• [What is needed]
Reproduce the records from the line that contains "search: white sink" through the line that contains "550,351 -> 611,379", both inclusive, requests included. Adjust every bounding-box coordinate in the answers by adding -86, and leave the requests and their sample coordinates unchanged.

----------

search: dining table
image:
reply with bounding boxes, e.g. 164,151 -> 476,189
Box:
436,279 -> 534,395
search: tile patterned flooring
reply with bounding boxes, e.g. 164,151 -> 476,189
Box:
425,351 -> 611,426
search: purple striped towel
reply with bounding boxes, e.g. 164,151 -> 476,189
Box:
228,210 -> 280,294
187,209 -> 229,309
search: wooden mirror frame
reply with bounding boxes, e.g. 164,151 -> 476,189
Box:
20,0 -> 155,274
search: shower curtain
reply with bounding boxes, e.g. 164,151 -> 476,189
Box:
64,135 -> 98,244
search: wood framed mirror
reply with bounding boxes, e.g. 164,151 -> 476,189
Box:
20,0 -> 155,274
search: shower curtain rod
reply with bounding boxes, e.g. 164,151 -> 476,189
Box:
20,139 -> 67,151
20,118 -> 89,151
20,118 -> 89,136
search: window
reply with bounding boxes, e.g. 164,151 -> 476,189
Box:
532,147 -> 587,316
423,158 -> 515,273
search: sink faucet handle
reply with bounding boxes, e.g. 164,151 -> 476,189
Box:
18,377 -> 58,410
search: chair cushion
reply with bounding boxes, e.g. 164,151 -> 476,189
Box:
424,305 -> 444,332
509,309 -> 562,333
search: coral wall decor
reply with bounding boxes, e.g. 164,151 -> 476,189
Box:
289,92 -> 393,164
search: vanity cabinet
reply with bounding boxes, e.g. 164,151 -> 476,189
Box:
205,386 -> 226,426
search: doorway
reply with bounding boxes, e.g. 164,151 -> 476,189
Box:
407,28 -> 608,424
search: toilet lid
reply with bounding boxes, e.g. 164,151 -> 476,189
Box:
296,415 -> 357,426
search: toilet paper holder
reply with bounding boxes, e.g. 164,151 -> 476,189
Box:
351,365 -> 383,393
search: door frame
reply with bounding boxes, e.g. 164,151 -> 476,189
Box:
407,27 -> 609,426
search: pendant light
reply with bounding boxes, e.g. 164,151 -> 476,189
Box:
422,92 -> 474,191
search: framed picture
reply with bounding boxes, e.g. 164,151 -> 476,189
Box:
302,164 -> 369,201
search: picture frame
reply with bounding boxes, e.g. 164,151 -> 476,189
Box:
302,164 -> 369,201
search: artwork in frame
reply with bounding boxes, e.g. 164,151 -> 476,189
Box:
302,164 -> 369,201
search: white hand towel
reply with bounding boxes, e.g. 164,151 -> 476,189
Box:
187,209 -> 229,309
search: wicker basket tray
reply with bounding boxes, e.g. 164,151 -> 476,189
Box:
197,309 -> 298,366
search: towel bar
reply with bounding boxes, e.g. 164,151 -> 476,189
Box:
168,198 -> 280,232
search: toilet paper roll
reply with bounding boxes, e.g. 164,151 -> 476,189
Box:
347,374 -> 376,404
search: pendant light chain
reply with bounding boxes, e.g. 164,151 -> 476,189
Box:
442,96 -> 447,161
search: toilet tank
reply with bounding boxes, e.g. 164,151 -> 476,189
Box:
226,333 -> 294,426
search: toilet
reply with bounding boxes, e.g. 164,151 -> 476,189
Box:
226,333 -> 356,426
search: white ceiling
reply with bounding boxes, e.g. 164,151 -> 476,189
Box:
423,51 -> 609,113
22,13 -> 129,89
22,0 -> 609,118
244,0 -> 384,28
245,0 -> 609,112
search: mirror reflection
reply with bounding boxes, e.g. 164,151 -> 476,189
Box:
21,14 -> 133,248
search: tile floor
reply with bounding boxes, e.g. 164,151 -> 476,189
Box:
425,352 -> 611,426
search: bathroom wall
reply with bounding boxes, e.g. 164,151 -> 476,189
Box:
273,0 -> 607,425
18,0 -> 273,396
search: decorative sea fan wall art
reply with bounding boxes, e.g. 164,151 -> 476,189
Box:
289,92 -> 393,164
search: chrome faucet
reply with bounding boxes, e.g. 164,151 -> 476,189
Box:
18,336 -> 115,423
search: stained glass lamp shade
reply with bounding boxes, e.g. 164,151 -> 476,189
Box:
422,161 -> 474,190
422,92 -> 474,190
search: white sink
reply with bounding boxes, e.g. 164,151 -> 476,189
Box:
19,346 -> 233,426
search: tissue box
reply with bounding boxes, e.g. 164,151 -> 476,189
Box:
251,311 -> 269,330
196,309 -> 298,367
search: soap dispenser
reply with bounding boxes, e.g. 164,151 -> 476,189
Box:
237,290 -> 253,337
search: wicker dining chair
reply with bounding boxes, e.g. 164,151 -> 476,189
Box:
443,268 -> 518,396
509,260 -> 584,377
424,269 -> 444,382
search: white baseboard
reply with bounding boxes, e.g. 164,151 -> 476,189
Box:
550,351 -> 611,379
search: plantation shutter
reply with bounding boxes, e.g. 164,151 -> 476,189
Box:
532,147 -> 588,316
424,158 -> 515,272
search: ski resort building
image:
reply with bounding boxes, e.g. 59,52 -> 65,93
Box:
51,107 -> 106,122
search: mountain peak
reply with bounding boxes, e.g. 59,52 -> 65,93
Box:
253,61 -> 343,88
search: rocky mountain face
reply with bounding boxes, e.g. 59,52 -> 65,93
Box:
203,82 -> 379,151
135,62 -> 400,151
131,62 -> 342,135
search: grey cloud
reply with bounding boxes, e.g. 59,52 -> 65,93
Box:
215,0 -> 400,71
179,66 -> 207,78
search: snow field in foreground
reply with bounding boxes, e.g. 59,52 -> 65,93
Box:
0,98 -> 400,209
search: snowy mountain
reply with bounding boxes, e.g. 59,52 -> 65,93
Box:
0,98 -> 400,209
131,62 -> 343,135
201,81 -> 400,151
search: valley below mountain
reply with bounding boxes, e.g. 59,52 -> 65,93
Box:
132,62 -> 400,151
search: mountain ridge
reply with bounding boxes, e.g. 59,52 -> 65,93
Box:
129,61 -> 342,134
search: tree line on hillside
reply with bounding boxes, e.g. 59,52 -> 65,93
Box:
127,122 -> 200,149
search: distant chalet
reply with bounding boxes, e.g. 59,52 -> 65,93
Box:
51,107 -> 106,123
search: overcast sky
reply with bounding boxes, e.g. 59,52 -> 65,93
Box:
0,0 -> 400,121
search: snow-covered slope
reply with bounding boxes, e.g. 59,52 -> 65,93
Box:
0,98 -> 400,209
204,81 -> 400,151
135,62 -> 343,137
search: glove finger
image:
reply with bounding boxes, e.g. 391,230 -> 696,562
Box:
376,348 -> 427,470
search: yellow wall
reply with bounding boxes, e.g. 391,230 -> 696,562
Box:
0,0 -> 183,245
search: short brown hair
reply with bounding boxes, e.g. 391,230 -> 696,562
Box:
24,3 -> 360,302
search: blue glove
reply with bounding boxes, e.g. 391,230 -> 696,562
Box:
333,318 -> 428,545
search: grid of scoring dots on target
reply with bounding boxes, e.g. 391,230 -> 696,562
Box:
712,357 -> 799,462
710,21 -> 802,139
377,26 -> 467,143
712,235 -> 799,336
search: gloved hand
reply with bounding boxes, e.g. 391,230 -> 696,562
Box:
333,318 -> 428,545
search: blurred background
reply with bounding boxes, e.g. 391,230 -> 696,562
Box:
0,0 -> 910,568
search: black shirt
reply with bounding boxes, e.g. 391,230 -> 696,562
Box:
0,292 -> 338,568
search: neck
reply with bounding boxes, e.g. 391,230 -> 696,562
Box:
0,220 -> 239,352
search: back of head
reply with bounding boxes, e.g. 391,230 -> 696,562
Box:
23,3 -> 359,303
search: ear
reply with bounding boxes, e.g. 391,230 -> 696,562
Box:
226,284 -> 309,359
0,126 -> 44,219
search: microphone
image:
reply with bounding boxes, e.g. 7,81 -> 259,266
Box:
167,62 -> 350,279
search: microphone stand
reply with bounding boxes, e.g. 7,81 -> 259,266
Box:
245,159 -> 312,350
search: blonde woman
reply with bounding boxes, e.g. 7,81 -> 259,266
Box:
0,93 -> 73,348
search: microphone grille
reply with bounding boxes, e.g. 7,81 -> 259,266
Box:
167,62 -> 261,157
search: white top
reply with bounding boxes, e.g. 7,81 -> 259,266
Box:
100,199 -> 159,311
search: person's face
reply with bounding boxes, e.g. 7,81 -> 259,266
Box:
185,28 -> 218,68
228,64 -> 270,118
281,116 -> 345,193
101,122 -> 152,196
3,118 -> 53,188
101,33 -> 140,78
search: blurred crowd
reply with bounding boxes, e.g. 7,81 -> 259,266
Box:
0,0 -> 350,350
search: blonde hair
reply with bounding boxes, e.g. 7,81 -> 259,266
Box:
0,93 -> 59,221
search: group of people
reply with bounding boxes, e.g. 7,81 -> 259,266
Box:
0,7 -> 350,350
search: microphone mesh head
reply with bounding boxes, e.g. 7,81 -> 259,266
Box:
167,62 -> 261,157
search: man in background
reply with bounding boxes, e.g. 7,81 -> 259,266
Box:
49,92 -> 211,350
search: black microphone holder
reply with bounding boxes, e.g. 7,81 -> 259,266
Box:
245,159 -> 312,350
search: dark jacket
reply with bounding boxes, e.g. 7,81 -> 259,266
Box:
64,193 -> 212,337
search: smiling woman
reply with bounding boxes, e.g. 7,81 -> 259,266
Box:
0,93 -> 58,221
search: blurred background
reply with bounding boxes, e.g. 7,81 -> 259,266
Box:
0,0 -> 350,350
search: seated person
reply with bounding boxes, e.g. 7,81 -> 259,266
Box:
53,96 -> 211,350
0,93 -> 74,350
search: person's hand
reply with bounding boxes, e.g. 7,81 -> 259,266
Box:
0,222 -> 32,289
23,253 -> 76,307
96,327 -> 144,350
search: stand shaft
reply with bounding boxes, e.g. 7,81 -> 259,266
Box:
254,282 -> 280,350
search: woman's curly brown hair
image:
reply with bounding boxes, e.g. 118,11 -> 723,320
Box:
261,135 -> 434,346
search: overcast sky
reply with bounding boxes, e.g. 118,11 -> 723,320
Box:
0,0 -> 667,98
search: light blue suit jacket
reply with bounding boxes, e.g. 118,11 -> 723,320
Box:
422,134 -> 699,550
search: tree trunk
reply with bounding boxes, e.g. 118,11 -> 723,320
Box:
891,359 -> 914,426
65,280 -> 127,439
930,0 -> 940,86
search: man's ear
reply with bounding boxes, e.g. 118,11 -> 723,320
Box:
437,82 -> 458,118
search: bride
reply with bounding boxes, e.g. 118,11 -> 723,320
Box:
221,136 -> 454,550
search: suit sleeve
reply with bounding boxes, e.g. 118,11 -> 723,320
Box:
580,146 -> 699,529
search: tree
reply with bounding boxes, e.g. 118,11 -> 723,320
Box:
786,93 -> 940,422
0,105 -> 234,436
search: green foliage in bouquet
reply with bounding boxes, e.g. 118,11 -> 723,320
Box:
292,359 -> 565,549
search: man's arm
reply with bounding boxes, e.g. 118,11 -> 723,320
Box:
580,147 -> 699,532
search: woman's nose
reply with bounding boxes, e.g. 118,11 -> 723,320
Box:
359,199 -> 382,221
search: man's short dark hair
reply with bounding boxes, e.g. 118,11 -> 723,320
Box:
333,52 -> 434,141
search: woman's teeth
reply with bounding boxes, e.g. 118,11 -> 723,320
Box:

----------

• [The result]
search: white sink
reply with bounding boxes, e.g. 164,151 -> 476,189
Box:
-67,260 -> 147,340
search: tissue box
reply with bounding boxes, e.g. 164,151 -> 476,189
Box:
165,225 -> 183,244
110,223 -> 212,281
search: soap dispenser
reply with bounding boxes, e.g. 164,151 -> 476,189
Box:
151,204 -> 167,251
search: wicker dining chair
reply with bounding boxes, e.g. 164,151 -> 476,189
Box:
357,182 -> 432,310
423,174 -> 498,291
338,183 -> 358,296
search: white baseboard
reply with bounding boxes, e.g. 164,151 -> 476,189
Box:
464,265 -> 525,293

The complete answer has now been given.